MBIA's ``eleventh-hour'' disclosure ``ignites concerns all over again about the prospect for future losses,'' Kathleen Shanley, an analyst at bond research firm Gimme Credit in Chicago, wrote in a report. She said outside investors didn't know about the CDOs-squared, which she called the riskiest type of CDO.

these are CDOs of the least-marketable tranches of CDOs, and one might quickly conclude they are now worth nothing. and while that may not be true, the very fact that MBIA holds $7bn in equity beneath some $30bn in CDOs and $650bn in total insurance is enough to make plain that it -- along with other monolines -- no longer merits a triple-a rating. without a triple-a rating, there's little point in the existence of a monoline. and the forbearance of the ratings agencies cannot last forever.

----

*Instruction a:* In the MBIA commentary, switch "forbearance" to "patience" and write out the passage from "these are CDOs" up to and including "cannot last forever.".

----

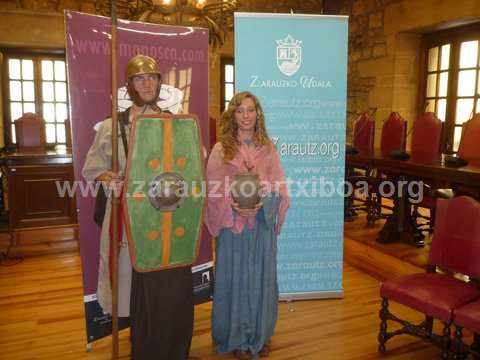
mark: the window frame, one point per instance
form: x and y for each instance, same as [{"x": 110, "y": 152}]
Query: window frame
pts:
[
  {"x": 37, "y": 55},
  {"x": 225, "y": 60},
  {"x": 454, "y": 36}
]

----

*Instruction b:* Duplicate the listing with the point coordinates above line for line, without any change, but leave the picture out.

*Problem solution a:*
these are CDOs of the least-marketable tranches of CDOs, and one might quickly conclude they are now worth nothing. and while that may not be true, the very fact that MBIA holds $7bn in equity beneath some $30bn in CDOs and $650bn in total insurance is enough to make plain that it -- along with other monolines -- no longer merits a triple-a rating. without a triple-a rating, there's little point in the existence of a monoline. and the patience of the ratings agencies cannot last forever.

*Problem solution b:*
mark: the window frame, one point per instance
form: x and y for each instance, same as [{"x": 110, "y": 152}]
Query: window frame
pts:
[
  {"x": 37, "y": 55},
  {"x": 225, "y": 60},
  {"x": 454, "y": 36}
]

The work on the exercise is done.